Input material section start
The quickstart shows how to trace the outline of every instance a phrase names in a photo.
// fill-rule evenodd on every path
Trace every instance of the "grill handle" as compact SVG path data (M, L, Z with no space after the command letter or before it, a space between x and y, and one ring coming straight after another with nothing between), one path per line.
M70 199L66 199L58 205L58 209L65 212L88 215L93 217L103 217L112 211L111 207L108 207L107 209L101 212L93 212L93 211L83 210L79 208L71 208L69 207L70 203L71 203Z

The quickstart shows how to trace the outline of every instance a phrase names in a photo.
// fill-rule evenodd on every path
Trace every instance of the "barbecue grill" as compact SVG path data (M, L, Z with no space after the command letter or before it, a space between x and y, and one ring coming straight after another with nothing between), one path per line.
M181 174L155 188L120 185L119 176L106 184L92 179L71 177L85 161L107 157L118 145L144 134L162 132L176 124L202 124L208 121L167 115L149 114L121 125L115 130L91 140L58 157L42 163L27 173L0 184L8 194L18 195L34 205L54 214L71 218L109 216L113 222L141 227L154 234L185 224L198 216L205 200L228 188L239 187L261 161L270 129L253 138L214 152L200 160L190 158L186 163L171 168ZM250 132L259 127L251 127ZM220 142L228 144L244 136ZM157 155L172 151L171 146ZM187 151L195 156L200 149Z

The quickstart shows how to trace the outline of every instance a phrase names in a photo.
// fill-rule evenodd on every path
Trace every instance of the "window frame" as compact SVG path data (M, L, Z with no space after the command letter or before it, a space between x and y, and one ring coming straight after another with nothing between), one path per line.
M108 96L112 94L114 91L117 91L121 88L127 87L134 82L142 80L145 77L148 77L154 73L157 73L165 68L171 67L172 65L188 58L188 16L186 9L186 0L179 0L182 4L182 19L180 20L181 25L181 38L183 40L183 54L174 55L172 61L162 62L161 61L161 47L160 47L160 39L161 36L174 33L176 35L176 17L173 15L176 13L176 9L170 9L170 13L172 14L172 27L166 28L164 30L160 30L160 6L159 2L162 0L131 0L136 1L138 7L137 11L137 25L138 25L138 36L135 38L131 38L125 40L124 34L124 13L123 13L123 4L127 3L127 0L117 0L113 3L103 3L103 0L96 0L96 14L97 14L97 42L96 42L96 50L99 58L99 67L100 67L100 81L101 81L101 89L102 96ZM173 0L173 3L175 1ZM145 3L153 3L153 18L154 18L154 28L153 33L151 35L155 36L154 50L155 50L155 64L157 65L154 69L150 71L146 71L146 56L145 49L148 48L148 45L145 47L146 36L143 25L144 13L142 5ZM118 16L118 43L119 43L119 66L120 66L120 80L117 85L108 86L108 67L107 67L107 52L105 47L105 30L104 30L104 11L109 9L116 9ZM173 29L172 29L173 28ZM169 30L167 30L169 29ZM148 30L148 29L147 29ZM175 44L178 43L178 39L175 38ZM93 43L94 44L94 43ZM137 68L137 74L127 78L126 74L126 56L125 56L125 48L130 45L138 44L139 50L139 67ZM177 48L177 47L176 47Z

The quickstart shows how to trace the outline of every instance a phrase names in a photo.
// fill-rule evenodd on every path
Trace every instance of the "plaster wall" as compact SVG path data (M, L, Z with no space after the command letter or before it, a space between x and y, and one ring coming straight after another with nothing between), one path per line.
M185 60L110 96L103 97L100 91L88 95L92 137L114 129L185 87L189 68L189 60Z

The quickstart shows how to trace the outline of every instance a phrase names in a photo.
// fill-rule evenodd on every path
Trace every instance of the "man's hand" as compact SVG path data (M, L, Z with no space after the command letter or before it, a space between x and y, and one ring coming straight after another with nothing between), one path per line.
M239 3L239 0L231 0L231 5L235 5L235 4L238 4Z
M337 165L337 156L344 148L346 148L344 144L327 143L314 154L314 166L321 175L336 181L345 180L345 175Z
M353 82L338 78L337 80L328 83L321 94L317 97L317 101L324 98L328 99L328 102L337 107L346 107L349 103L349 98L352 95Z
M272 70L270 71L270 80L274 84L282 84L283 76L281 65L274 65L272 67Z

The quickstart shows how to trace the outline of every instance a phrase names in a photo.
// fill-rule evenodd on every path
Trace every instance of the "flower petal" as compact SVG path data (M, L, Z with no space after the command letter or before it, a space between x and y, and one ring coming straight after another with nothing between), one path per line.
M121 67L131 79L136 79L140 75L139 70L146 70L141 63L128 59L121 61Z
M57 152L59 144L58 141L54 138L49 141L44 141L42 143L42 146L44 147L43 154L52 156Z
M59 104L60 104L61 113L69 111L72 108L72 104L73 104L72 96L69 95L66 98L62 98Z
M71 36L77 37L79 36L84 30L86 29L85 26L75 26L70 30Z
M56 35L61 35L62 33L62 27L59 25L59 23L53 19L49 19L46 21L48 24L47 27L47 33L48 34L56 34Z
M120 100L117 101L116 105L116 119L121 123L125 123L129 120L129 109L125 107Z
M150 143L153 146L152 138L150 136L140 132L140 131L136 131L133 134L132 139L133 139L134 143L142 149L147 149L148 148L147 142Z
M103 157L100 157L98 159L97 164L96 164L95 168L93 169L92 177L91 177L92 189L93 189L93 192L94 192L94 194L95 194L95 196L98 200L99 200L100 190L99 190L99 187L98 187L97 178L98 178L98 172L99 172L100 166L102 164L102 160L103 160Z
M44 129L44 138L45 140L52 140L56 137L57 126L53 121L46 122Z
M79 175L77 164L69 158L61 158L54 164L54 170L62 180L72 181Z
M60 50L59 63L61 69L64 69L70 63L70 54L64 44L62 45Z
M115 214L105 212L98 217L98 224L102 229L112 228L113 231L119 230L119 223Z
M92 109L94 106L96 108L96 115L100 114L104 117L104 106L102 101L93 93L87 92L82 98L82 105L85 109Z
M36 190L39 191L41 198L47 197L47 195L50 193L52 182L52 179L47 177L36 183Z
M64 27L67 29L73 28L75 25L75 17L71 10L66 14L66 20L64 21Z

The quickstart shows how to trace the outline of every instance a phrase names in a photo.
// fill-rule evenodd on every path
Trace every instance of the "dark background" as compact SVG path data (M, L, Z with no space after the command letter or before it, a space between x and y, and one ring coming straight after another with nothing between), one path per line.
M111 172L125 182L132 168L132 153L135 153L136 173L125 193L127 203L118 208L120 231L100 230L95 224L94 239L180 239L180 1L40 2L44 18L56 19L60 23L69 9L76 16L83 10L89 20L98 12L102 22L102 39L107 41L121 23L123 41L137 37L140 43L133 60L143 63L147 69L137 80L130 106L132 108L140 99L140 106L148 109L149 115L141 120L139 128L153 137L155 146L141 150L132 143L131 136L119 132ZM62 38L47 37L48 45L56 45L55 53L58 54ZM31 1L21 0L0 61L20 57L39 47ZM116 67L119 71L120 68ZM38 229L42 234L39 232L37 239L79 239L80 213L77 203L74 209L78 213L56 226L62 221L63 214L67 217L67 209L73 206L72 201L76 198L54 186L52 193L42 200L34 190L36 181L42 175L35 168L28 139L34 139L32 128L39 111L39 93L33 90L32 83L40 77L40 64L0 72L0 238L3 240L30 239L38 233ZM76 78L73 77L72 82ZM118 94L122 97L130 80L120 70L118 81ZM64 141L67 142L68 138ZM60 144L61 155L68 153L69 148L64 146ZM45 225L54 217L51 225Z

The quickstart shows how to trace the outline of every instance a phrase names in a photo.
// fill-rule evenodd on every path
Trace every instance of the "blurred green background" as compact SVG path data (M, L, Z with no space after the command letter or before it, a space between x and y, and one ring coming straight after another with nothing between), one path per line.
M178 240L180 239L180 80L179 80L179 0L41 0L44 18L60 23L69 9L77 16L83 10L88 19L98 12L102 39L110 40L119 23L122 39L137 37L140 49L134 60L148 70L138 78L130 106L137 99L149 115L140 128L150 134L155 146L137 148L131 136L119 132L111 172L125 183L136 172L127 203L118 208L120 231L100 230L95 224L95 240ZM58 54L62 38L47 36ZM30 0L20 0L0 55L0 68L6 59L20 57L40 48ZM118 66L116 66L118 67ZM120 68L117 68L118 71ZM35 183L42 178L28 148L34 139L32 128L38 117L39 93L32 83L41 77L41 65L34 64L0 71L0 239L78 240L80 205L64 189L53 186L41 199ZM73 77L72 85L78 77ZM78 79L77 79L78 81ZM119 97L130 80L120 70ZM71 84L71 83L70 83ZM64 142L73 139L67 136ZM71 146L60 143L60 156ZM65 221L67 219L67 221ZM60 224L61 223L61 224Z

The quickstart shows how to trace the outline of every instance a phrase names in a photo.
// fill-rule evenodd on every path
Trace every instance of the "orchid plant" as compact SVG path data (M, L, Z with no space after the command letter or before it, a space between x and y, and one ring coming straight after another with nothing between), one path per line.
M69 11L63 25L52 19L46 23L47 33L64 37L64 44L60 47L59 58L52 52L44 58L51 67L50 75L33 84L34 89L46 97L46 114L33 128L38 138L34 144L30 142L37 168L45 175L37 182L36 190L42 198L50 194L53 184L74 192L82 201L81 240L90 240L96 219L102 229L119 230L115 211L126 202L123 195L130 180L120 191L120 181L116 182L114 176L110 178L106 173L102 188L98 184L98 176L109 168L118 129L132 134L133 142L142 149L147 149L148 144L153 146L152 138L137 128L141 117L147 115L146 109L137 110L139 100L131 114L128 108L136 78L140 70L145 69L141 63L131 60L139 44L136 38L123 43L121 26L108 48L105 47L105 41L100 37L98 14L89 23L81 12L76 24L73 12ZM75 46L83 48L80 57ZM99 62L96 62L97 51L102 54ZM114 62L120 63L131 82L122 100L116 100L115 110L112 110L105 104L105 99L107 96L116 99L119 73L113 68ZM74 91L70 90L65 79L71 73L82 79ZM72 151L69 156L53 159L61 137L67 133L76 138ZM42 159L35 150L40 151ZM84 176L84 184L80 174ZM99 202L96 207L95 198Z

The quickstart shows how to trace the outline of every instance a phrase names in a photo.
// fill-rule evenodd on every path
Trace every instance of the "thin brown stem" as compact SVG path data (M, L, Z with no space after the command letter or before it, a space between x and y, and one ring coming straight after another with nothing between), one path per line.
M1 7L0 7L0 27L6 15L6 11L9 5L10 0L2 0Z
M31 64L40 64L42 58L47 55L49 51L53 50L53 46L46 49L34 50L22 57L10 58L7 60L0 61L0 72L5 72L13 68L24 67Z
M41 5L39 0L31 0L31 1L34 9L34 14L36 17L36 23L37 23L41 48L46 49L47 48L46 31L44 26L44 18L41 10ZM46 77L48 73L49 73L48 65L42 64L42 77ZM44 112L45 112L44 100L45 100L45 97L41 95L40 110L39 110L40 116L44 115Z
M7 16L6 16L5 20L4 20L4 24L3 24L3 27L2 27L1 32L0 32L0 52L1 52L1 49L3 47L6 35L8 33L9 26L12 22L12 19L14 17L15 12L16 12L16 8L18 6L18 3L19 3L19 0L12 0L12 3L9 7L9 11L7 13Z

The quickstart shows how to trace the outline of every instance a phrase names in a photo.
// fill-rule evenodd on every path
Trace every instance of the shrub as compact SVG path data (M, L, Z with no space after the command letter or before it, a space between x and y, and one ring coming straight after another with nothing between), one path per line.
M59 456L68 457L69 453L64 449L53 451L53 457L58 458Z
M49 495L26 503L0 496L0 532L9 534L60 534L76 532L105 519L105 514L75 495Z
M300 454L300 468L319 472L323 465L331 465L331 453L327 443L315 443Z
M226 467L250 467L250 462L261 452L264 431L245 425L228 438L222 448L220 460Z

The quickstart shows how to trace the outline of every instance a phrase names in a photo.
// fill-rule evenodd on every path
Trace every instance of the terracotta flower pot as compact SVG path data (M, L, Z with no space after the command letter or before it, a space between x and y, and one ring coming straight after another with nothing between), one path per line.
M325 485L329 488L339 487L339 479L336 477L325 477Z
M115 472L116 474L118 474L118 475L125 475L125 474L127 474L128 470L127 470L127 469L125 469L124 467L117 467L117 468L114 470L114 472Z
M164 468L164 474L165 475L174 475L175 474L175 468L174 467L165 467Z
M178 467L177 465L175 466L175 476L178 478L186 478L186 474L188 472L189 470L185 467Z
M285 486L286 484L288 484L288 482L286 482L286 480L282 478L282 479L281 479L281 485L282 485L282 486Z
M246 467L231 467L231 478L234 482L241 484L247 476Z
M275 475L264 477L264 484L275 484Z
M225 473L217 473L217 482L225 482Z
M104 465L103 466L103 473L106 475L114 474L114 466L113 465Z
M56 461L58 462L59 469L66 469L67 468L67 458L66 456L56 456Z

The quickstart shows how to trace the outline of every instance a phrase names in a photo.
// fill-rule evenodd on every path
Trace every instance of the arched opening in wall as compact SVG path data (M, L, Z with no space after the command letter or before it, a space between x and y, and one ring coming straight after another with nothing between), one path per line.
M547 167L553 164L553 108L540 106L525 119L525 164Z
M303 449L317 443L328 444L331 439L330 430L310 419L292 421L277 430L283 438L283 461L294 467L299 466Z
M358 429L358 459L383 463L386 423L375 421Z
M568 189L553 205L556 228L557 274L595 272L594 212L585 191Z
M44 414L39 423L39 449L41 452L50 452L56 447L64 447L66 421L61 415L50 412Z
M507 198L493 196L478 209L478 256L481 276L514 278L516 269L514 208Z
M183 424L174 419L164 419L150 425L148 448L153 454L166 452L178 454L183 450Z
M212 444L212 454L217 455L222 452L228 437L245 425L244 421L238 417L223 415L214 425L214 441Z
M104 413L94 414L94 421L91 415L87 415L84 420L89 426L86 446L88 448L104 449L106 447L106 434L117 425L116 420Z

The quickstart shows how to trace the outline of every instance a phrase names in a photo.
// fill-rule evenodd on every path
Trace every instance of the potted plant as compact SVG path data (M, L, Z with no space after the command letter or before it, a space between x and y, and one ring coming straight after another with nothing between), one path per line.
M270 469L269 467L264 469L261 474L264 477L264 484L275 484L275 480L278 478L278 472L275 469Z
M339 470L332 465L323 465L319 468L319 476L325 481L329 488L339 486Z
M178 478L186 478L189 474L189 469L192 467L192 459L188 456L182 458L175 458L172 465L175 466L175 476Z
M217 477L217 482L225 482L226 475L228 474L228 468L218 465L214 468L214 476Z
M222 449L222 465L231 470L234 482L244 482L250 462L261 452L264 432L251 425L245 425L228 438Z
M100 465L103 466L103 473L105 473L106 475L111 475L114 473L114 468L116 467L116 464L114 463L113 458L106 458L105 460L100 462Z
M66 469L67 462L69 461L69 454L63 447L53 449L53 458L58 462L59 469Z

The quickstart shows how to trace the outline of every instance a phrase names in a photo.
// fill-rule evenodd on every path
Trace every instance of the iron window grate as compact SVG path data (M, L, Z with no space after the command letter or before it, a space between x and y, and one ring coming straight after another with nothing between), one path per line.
Input material section end
## [Brief]
Retype word for word the line above with "Trace every instance of the potted" and all lines after it, nothing else.

## [Answer to the exercise]
Trace every instance of the potted plant as compact SVG path data (M, L, Z with no space after the command letter or before it, a space between x and y, and one ring coming straight after another with nothing between), one path per line.
M270 469L269 467L264 469L261 474L264 477L264 484L275 484L275 480L278 478L278 472L275 469Z
M339 470L332 465L323 465L319 468L319 476L325 481L329 488L339 486Z
M178 478L186 478L189 474L189 469L192 467L192 459L188 456L182 458L175 458L172 465L175 466L175 476Z
M217 477L217 482L225 482L226 475L228 474L228 468L218 465L214 468L214 476Z
M222 449L222 465L231 470L234 482L244 482L250 462L261 452L264 432L251 425L245 425L228 438Z
M100 465L103 466L103 473L105 473L106 475L111 475L114 473L114 468L116 467L116 464L114 463L113 458L106 458L105 460L100 462Z
M66 469L67 462L69 461L69 454L63 447L53 449L53 458L58 462L59 469Z

The quickstart shows how to trace the outline of every instance a phrase names in a photo.
// fill-rule evenodd on every path
Trace every instance of the iron window grate as compact SVG path data (M, L, Z with no space after the command letter or before it, a space between x and y, and one ring coming straight after another with nothing between), one path per line.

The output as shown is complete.